YOUR TASK:
In the page extract about Connor Stalions, what does the Ole Miss coach wear on his head?

PAGE EXTRACT:
------------

Ask anybody in Ann Arbor about Connor Stalions, and one of the first things they'll tell you is that he's a man with a code. Right now, he has several of them, actually, burning up the inside pocket of his vintage leather jacket as he hightails it out of Piscataway. His Harley squeals into a sharp left toward the New Jersey Turnpike, discarded milk bottle (a present from "Big Jim" himself) clinking away behind him. Slowly, he allows a smile to creep across his grizzled visage. Cupping his custom earpiece, he mutters the only two words he needs for the man on the other end to know the job has been done: "signs.....stolen."

Kermit Van Jensen said...

A naked bootleg is not unlike an amphibious landing. An operation drunk with stupid courage, yet critically reliant on tactical deftness. Any Marine, no matter how hard-headed, knows no feat of bravery can save a botched landing. A forewarned defensive battalion will massacre an amphibious force left with nowhere to run.

This thought repulsed Stalions, who now envisaged himself holed up in a pillbox, directing perfectly sighted fire on his hapless brothers in arms.

He shut his eyes, hard, and briefly pulled the binoculars away from his face.

What he did see was a grad assistant in neon green wildly flailing both of his arms from a proud kneel.

“This shit makes me sick,” he muttered to himself, referring not only to Northwestern’s offense, but also his own betrayal of the Corps’ values.

“Semper Fi … Go Blue,” he sneered with sardonic cadence.

“Doesn’t mean nothing to a grunt like me”

Joshua L. said...

“You’re a long way from the Big 10,” Kiffin chuckled softly, almost wryly.

Under other circumstances it might not have been an unfriendly sound, but here—with a sixth consecutive Jaxson Dart bubble screen throw headed directly toward Connor Stalions’s already bruised eight pack abs—it was the very chorus of evil. “You wanted a look at our playbook, Mr. Stalions,” the Ole Miss coach whispered from underneath his signature white visor before leaning close to look directly into the flint-gray eyes of Stalions, who remained bound firmly to the tackle dummy.

“Well, you got it. Jaxson! bubble screen, strong side, hut!”

Stalions had trained for this. Bracing his abdominals for impact, he began working the razor edge of Kiffin’s laminated play sheet, which he’d lifted from the coach’s windbreaker just moments before, against his bonds. Harbaugh had to know what Stalions had seen in Oxford. The world had to know.

Anonymous said...

Ryan Day laughed.

Operation Cheeseburger failed to turn public support against the Enemy, but this would achieve that aim. Deep Punt had come through with the needed intel. Now he just needed to get to the drop site undetected and RonEnglishFanJS09 would finish the mission.

------------

INFORMATION PROVIDED:
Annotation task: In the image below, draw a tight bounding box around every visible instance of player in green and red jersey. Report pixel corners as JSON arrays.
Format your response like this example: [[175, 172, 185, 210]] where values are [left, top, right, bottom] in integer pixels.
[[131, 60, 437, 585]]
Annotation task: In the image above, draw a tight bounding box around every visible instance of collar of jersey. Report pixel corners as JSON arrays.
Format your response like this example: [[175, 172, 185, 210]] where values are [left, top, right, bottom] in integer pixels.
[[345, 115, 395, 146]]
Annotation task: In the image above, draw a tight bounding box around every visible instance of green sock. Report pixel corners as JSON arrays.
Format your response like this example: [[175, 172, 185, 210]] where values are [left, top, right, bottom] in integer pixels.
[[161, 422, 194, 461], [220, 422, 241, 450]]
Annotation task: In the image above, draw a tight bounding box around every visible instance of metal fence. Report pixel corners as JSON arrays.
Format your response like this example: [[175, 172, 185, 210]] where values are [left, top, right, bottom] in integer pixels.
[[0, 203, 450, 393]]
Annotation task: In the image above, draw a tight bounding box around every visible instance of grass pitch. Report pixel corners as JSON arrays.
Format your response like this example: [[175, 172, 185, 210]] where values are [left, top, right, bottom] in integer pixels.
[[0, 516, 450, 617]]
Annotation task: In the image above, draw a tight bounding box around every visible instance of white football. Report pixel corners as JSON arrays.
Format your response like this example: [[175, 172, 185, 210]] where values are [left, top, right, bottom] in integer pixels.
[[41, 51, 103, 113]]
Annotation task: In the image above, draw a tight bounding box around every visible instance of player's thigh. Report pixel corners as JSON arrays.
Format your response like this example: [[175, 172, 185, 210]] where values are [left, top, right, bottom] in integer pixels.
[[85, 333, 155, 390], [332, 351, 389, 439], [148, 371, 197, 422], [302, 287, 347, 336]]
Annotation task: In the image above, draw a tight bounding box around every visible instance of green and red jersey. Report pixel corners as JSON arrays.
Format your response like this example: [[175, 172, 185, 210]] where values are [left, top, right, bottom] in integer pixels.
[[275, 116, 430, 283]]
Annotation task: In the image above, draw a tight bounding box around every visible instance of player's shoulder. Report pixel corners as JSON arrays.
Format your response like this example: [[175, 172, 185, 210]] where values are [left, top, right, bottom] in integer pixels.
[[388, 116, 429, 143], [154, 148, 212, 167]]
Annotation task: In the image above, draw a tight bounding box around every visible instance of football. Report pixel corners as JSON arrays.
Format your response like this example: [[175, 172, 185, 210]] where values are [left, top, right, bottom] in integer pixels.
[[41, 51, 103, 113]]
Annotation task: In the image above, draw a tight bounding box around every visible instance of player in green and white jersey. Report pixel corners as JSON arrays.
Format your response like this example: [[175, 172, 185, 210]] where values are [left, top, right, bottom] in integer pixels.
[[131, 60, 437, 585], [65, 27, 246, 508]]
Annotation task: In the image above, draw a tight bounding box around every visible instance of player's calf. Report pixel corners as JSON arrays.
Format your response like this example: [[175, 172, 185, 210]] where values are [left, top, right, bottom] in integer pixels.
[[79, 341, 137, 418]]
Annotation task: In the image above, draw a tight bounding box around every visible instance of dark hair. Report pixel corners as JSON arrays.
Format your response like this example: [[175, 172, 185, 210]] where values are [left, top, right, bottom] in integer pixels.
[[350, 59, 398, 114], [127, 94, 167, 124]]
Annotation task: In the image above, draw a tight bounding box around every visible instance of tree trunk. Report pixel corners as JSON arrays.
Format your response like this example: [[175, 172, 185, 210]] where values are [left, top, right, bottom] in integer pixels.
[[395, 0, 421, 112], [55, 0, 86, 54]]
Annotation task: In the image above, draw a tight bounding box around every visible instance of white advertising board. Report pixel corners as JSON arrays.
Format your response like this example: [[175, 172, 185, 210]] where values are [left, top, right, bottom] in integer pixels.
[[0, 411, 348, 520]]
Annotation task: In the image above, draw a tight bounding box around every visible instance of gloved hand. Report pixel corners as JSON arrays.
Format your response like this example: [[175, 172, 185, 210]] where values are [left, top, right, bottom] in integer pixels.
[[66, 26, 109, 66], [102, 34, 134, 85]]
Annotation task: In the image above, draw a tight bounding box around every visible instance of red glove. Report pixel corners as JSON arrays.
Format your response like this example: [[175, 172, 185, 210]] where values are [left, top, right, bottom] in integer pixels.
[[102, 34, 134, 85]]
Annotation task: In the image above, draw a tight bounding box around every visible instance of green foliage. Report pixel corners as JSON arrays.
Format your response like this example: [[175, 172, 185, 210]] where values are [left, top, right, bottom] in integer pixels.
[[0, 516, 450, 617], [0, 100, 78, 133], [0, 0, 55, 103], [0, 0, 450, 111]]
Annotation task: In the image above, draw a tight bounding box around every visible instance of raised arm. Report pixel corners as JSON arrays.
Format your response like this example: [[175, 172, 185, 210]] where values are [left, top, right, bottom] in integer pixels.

------------

ANSWER SECTION:
His signature white visor.